COSA FARE ->
[A] Per favore, indica se ciascuna affermazione concorda con il brano su Scaramuccia, rispondendo sì o no e citando le parole decisive del brano: (i) Scaramuccia morì nel 1480; (ii) la lettera inviata da Scaramuccia il 2 febbraio si è conservata; (iii) dopo la cattura del 1453 lo Sforza fece giustiziare Scaramuccia.
[B] Secondo il brano su Scaramuccia, da quale località Iacopo scrisse la missiva del 23 febbraio?
[C] Prosegui il brano su Scaramuccia a partire dall'ultima frase riportata.

BRANO CITATO ->
────────────────────

Mentre del secondo personaggio non mi risultano particolari attestazioni, lo Scaramuccia (o “Scaramuccetto”) era invece un uomo d’arme assai noto al suo tempo, reduce di molte battaglie tanto sul fronte dei Milanesi, quanto su quello dei Veneziani. Considerato come nei nostri documenti egli appaia come un veterano, è assai probabile che si tratti dello stesso Scaramuccetto già al soldo di Francesco Sforza nell’ottobre del 1447, opposto ai Veneziani quale caposquadra. Tra 1452 e 1453 la sua fedeltà alla causa sforzesca venne meno e defezionò a favore dei Veneziani, solo per essere catturato nell’agosto del 1453 e condotto alla presenza dello Sforza, che tuttavia gli risparmiò la vita e lo riammise al proprio servizio. Da allora fino al 1480, anno della sua morte, non avrebbe più abbandonato la casata sforzesca, trovandosi più volte opposto sul campo di battaglia alle milizie colleonesche (per le sue vicende, CLICCA QUI).

Il piccolo nucleo di tre documenti che riportano questa vicenda (del cui esito finale purtroppo nulla sappiamo) è una supplica datata al 4 febbraio e rivolta da Scaramuccia a Galeazzo Maria Sforza, oggetto di questo articolo. 
Seguiranno nelle prossime “puntate”, oltre ad una disamina più approfondita del rituale del duello, l’edizione di una missiva indirizzata da Iacopo a Scaramuccia il 9 febbraio dello stesso 1472, in risposta ad una sua lettera di sfida (purtroppo dispersa) del 2 febbraio. La rassegna si concluderà in terza battuta con una seconda missiva del “Prete”, datata al 23 febbraio, in risposta ad un’altra speditagli dall’avversario il 14 febbraio e interamente trascritta a piè di pagina.

In estrema sintesi, pertanto, quello che ci resta sono una supplica dello Scaramuccia, che rievoca la vicenda ne suoi tratti generali, una sua missiva trascritta in copia ed altre due dello Iacopo. Risulta invece dispersa una lettera inviata dallo Scaramuccia il 2 febbraio, a sua volta stilata in risposta ad un’altra del “Prete” spedita il 24 gennaio, anch’essa non pervenuta.

La scansione cronologica del carteggio si può dunque ricostruire come segue:

  • missiva del 24 gennaio scritta da Iacopo a Malpaga, indirizzata a Scaramuccia in Pavia (perduta)

  • missiva del 2 febbraio scritta da Scaramuccia e indirizzata a Iacopo (perduta)

  • supplica 4 febbraio indirizzata da Scaramuccia al Duca di Milano (conservata)

  • missiva del 9 febbraio scritta da Iacopo a Malpaga, indirizzata a Scaramuccia (conservata)

  • missiva del 14 febbraio scritta da Scaramuccia a Pavia, indirizzata a Iacopo (conservata in copia)

  • missiva del 23 febbraio scritta da Iacopo a Urgnano, indirizzata a Scaramuccia in forma di ultimatum a confronto ormai deciso (conservata).

────────────────────

DATI GREZZI ->
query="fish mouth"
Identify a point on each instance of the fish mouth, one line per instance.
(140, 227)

────────────────────

RISPOSTE ->
[A]
(i) Sì: «Da allora fino al 1480, anno della sua morte».
(ii) No: «Risulta invece dispersa una lettera inviata dallo Scaramuccia il 2 febbraio».
(iii) No: «che tuttavia gli risparmiò la vita e lo riammise al proprio servizio».

[B] Da Urgnano.

[C]
Prima di concedere spazio al documento, relativamente agevole visto il ricorso ad un volgare molto colorito e intelligibile, devo premettere alcuni dettagli metodologici. Nella trascrizione mi sono attenuto il più possibile alla sintassi della supplica, mantenendo legate parole che nell’italiano contemporaneo dovrebbero essere slegate (vedi per esempio “lahabitacione”), mentre ho imposto una punteggiatura moderna per renderla più scorrevole, oltre all’uso delle maiuscole per definire i titoli onorifici spettanti al principe.

Parte iniziale della supplica datata 4 febbraio 1472.

Parte iniziale della supplica datata 4 febbraio 1472.

Mi auguro che questa lettura possa essere per tutti un piacevole “giocho di magatelle et da puti picinini” e faccia apprezzare le vicende di questi uomini d’arme, la cui unica memoria di una vita avventurosa è spesso consegnata a poche, fragili righe vergate sulla carta.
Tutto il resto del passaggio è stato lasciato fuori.